§ **EXERCISE OBJECTIVE**
Each line from the one that contains "Reviewer note: verify that each instance of the sequined" to the end of the material must be quoted exactly; include both end lines and nothing else.

--- Begin ---

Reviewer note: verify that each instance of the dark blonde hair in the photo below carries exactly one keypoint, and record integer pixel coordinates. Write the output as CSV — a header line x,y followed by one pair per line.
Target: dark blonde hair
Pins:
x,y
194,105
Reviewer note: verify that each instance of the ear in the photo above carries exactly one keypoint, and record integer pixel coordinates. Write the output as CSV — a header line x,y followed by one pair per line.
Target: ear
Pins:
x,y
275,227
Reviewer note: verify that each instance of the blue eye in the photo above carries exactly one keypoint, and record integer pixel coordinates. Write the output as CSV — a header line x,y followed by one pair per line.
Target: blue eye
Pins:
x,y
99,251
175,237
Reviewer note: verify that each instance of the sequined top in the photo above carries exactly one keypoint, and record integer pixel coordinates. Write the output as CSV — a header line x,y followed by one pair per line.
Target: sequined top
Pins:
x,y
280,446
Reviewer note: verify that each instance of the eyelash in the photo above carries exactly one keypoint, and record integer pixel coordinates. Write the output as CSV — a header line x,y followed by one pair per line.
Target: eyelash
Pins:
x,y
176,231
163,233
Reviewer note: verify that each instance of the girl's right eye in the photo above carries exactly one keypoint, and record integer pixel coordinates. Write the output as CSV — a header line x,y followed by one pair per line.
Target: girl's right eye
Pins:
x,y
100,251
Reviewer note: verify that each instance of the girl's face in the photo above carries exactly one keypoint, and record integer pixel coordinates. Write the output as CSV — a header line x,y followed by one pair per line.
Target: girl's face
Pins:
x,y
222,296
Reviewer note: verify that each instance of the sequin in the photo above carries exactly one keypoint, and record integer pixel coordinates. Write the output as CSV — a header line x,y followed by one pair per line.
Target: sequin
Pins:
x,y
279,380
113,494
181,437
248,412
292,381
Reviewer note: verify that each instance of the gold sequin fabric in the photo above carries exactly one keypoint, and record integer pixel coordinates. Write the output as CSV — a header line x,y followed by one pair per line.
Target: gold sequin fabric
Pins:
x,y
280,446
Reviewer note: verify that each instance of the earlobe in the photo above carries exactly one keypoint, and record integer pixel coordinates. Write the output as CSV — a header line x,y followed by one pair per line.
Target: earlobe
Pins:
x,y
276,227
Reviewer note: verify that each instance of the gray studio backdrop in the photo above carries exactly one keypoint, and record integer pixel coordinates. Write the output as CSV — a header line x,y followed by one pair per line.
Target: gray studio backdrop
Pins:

--- End ---

§ **SOLUTION FOR THIS EXERCISE**
Reviewer note: verify that each instance of the sequined top in the photo above carries exactly one keypoint, and record integer pixel coordinates. Write the output as CSV — a header line x,y followed by one pair per line.
Target: sequined top
Pins:
x,y
280,446
Reviewer note: verify that each instance of the eyelash in the photo above carries exactly one keypoint, and record integer pixel coordinates. Write the output as CSV — a header line x,y followed by one pair per line.
Target: eyelash
Pins:
x,y
176,231
163,233
Reviewer note: verify that each instance of the girl's right eye in the photo above carries exactly one keypoint, and record integer pixel coordinates. Write the output as CSV — a header line x,y followed by one pair per line.
Target: girl's right eye
Pins:
x,y
100,251
Reviewer note: verify that each instance of the girl's face in the photo above carries exactly one keypoint, and record integer pixel coordinates. Write the output as CSV — a header line x,y followed by one pair per line.
Target: girl's face
Pins:
x,y
222,296
Reviewer note: verify that each instance of the sequin in the photo above carries exactly one keypoint, and record integer pixel coordinates. Write the output as CSV — a header line x,y followed by one pair per line.
Target: sequin
Pins:
x,y
279,380
113,494
181,437
248,412
292,381
Reviewer note: verify that each instance of the gold sequin fabric in the photo above carries exactly one keypoint, and record integer pixel coordinates. Write the output as CSV — a header line x,y followed by one pair per line.
Target: gold sequin fabric
Pins:
x,y
280,446
Reviewer note: verify that each instance of the earlobe in the photo above carries exactly one keypoint, and record integer pixel coordinates. Write the output as CSV — a header line x,y followed by one pair per line.
Target: earlobe
Pins:
x,y
276,227
Reviewer note: verify that each instance of the gray studio backdrop in the photo above carries exactly one keypoint, and record integer pixel coordinates. Write the output as CSV — a header line x,y followed by one pair per line.
Target: gray studio backdrop
Pins:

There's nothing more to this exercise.